### [Problem description]
Please edit the material below by replacing every "target category" with "target label" and leaving everything else unchanged.

### [Items]
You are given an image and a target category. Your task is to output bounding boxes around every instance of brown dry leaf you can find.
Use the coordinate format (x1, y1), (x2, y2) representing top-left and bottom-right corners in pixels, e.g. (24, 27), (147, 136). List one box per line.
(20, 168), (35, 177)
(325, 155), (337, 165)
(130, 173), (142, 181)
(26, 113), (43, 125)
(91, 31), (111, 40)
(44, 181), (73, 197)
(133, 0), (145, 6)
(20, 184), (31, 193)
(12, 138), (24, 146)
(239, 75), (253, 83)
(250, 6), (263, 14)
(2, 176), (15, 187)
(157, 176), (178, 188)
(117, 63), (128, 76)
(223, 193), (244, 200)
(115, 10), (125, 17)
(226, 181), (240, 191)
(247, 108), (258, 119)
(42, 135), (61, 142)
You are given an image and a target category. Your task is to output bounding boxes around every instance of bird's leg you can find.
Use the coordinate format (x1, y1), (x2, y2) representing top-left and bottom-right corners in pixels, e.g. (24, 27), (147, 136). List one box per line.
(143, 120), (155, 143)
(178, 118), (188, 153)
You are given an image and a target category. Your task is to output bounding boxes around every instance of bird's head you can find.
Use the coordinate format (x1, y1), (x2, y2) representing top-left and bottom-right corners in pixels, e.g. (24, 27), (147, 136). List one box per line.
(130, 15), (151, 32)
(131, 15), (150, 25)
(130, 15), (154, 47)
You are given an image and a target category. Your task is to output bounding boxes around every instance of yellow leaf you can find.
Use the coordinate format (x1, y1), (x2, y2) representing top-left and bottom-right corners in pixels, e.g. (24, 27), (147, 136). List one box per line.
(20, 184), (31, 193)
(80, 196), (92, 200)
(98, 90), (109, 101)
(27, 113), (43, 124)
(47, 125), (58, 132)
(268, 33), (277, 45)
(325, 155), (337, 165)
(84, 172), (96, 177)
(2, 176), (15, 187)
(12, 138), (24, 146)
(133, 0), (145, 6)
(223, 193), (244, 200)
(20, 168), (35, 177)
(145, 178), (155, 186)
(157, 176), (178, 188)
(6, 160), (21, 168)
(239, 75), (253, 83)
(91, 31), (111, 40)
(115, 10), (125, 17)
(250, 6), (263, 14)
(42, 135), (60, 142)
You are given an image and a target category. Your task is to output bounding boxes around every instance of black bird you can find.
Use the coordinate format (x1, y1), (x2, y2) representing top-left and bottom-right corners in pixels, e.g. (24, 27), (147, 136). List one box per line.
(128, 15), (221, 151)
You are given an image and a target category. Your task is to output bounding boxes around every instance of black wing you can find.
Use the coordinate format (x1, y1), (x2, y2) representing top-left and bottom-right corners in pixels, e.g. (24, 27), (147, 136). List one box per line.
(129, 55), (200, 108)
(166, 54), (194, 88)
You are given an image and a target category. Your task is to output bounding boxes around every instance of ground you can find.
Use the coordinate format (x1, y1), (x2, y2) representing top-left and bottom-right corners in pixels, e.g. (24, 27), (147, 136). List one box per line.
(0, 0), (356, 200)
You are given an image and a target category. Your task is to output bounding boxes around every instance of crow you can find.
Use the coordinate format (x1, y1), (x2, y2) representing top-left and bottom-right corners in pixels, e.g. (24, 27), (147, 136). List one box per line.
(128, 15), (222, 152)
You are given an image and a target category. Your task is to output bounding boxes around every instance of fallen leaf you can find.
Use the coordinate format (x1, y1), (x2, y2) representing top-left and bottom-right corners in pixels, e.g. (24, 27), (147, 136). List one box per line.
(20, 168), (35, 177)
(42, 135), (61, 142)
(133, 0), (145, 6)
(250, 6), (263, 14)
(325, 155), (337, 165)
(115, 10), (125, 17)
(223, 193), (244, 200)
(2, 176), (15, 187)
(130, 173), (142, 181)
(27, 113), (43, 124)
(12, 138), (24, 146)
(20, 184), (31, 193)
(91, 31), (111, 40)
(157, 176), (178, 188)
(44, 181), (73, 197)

### [Full answer]
You are given an image and a target label. Your task is to output bounding boxes around every instance of brown dry leaf you can find.
Use the coordinate format (x1, y1), (x2, y2) representing top-left and bottom-right corners in pixels, e.g. (24, 27), (147, 136). List one box per line.
(20, 168), (35, 177)
(325, 155), (337, 165)
(130, 173), (142, 181)
(26, 113), (43, 125)
(91, 31), (111, 40)
(44, 181), (73, 197)
(133, 0), (145, 6)
(20, 184), (31, 193)
(12, 138), (24, 146)
(239, 75), (253, 83)
(250, 6), (263, 14)
(2, 176), (15, 187)
(157, 176), (178, 188)
(117, 63), (128, 76)
(223, 193), (244, 200)
(115, 10), (125, 17)
(226, 181), (240, 191)
(247, 108), (258, 119)
(42, 135), (61, 142)
You are given an image and a target label. Your task is to output bounding boxes around every instance of bird's leg you can find.
Use the coordinate format (x1, y1), (x2, y2) representing top-left and bottom-right corners in pixels, e.g. (24, 27), (147, 136). List one box per line.
(143, 120), (155, 143)
(178, 118), (188, 153)
You are given an image and a target label. Your task is to output bounding boxes around every instance of bird's head you can find.
Use the coordinate format (x1, y1), (x2, y2) representing top-left and bottom-right corners in pixels, e.g. (24, 27), (147, 136). List one box per line.
(130, 15), (151, 32)
(131, 15), (150, 25)
(130, 15), (154, 47)
You are given an image and a target label. Your task is to output bounding boxes around every instance of yellow leaf you can find.
Use the coordinate format (x1, y1), (x2, y2) representing top-left and bottom-right corners in pixels, e.g. (24, 27), (147, 136). List one box per line.
(20, 184), (31, 193)
(80, 196), (92, 200)
(98, 90), (109, 101)
(27, 113), (43, 124)
(47, 125), (58, 132)
(268, 33), (277, 45)
(325, 155), (337, 165)
(84, 172), (96, 177)
(2, 176), (15, 187)
(12, 138), (24, 146)
(133, 0), (145, 6)
(223, 193), (244, 200)
(20, 168), (35, 177)
(145, 178), (155, 186)
(157, 176), (178, 188)
(6, 160), (21, 168)
(239, 75), (253, 83)
(91, 31), (111, 40)
(115, 10), (125, 17)
(250, 6), (263, 14)
(42, 135), (60, 142)
You are given an image and a target label. Your task is to output bounding boxes around every instance of black bird you can find.
Use the coordinate format (x1, y1), (x2, y2) representing top-left and bottom-right corners in pixels, e.g. (24, 27), (147, 136). List one box per line.
(128, 15), (221, 151)
You are given an image and a target label. Your task is to output bounding boxes around every instance of black wing you can find.
Use the coordinate format (x1, y1), (x2, y2) representing top-left and bottom-right corners in pixels, e.g. (24, 27), (147, 136). List one box per line.
(129, 55), (200, 108)
(166, 54), (194, 88)
You are given an image and a target label. Your task is to output bounding boxes around every instance of ground you can find.
Use the coordinate format (x1, y1), (x2, y2) representing top-left and bottom-right corners in pixels, e.g. (24, 27), (147, 136). List one box per line.
(0, 0), (356, 200)
You are given an image and a target label. Your task is to output bounding boxes around every instance of crow you can find.
Use the coordinate format (x1, y1), (x2, y2) representing top-left and bottom-right corners in pixels, e.g. (24, 27), (147, 136). List one box per line.
(128, 15), (222, 152)
You are given an image and a target label. Your task is to output bounding boxes around every instance of fallen leaf you can find.
Use the coordinate format (x1, y1), (x2, y2) representing top-left and bottom-right corners in pixels, e.g. (24, 27), (147, 136). List one box per line.
(20, 168), (35, 177)
(42, 135), (61, 142)
(133, 0), (145, 6)
(250, 6), (263, 14)
(325, 155), (337, 165)
(115, 10), (125, 17)
(223, 193), (244, 200)
(2, 176), (15, 187)
(130, 173), (142, 181)
(27, 113), (43, 124)
(12, 138), (24, 146)
(20, 184), (31, 193)
(91, 31), (111, 40)
(157, 176), (178, 188)
(44, 181), (73, 197)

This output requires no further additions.